# Task
Nothing in the records should differ when you write them out again.

# Extracted material
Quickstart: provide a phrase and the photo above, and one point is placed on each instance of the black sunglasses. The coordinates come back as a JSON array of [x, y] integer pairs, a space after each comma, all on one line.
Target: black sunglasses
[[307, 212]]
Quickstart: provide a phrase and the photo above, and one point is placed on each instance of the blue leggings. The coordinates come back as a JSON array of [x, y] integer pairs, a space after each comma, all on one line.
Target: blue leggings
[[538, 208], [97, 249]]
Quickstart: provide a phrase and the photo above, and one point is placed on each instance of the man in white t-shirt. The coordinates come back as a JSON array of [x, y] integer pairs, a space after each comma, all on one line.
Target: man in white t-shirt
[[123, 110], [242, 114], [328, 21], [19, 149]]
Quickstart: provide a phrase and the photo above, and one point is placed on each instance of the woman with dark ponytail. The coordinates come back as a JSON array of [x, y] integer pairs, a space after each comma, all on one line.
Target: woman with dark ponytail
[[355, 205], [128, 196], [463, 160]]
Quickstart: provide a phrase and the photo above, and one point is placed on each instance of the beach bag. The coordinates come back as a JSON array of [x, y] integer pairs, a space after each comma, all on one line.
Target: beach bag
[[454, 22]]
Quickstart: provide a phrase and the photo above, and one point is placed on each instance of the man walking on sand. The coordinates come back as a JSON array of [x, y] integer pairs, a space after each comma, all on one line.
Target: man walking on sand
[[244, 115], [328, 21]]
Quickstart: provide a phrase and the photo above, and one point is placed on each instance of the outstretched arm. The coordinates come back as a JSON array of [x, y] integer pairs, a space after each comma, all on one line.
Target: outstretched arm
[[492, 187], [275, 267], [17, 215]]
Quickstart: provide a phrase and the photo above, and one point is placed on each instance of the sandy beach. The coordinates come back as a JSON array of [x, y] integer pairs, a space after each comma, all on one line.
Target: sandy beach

# Your response
Quickstart: provide a phrase and the photo above, and one point is placed on each instance of the black sunglasses. The coordinates come back as a JSON array of [x, y] integer pairs, a space after each comma, all on one line.
Target: black sunglasses
[[307, 212]]
Quickstart: provide a phrase and the photo above, and one point is placed on each instance of the blue leggings. The coordinates come back as a JSON array of [x, y] integer pairs, a space after each comma, all on one line.
Target: blue leggings
[[538, 208], [97, 249]]
Quickstart: provide a phrase and the photo above, and one point is placed on each instance of the man in white t-shirt. The coordinates come back as a JSON array of [x, y] integer pairs, a space after each comma, all on one line.
Target: man in white t-shirt
[[123, 110], [242, 114], [328, 21], [19, 149]]
Quickstart: provide a phrase and the photo above, and one point is placed on each instance of the woman with dark ponytail. The coordinates come back as a JSON array of [x, y] integer pairs, a space after each comma, all on one line.
Target: woman with dark ponytail
[[355, 205], [128, 196], [463, 160]]
Quickstart: provide a phrase and the photo above, and one point is placed on each instance of the beach bag. The coordinates come back as a JSON array of [x, y] integer pairs, a space after each comma, all on one line.
Target: beach bag
[[454, 22]]
Quickstart: provide a phrase and the photo above, and one point is placed on each instance of the man walking on sand. The coordinates come back as a JSON array of [x, y] integer pairs, a space after each comma, all on one line.
Target: man walking on sand
[[244, 115], [328, 21]]
Quickstart: provide a phrase and the photo above, and one point is placed on each instance of the outstretched arm. The coordinates come back as a JSON array of [x, y] integer pairs, a space after each comma, all on one line.
Target: outstretched arm
[[492, 187], [275, 267], [17, 215]]
Quickstart: provide a phrase and the photo above, and one point is placed on each instance of the sandy beach. The coordinates come back as a JSON array of [x, y] integer pairs, a space after each comma, all on one line.
Target: sandy beach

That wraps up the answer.